Copy each entry below exactly as it appears.

Data provided:

- - -

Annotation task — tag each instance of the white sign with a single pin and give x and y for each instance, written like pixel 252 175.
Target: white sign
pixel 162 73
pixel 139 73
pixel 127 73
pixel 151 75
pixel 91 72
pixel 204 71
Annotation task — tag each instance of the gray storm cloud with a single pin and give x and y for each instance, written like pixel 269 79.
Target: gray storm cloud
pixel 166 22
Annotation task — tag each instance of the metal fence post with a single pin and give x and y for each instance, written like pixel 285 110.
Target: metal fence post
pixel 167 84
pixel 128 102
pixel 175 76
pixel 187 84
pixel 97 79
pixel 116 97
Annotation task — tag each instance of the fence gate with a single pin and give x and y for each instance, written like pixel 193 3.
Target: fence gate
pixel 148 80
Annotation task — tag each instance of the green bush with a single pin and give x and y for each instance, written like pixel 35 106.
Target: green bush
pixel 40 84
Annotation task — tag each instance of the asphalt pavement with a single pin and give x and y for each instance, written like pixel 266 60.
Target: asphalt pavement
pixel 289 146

- - -

Task output:
Annotation task — tag each instance of the white sign with a single pin and give x and y for each instance, written like pixel 252 175.
Target: white sign
pixel 162 73
pixel 139 73
pixel 127 73
pixel 151 75
pixel 91 72
pixel 204 71
Annotation task — tag each instance of the gray storm cloud with a single pin and give x and y for each instance, written like pixel 269 79.
Target: gray storm cloud
pixel 166 22
Annotation task — tag each instance of the metal fence post with a single pin and give x and y for each instance, written like pixel 285 110.
Target: metal fence post
pixel 167 84
pixel 128 102
pixel 175 76
pixel 187 84
pixel 97 79
pixel 116 97
Annotation task — tag each instance of the fence gate with a single pin and give x and y for each instance, written like pixel 193 3.
Target: fence gate
pixel 148 80
Annotation task — tag each instance of the green bush with a single pin and give x and y for each instance, written like pixel 35 106.
Target: green bush
pixel 40 84
Annotation task — tag each instance of the asphalt pavement with a single pin and give x and y for each instance, written like pixel 266 60.
Target: asphalt pavement
pixel 289 146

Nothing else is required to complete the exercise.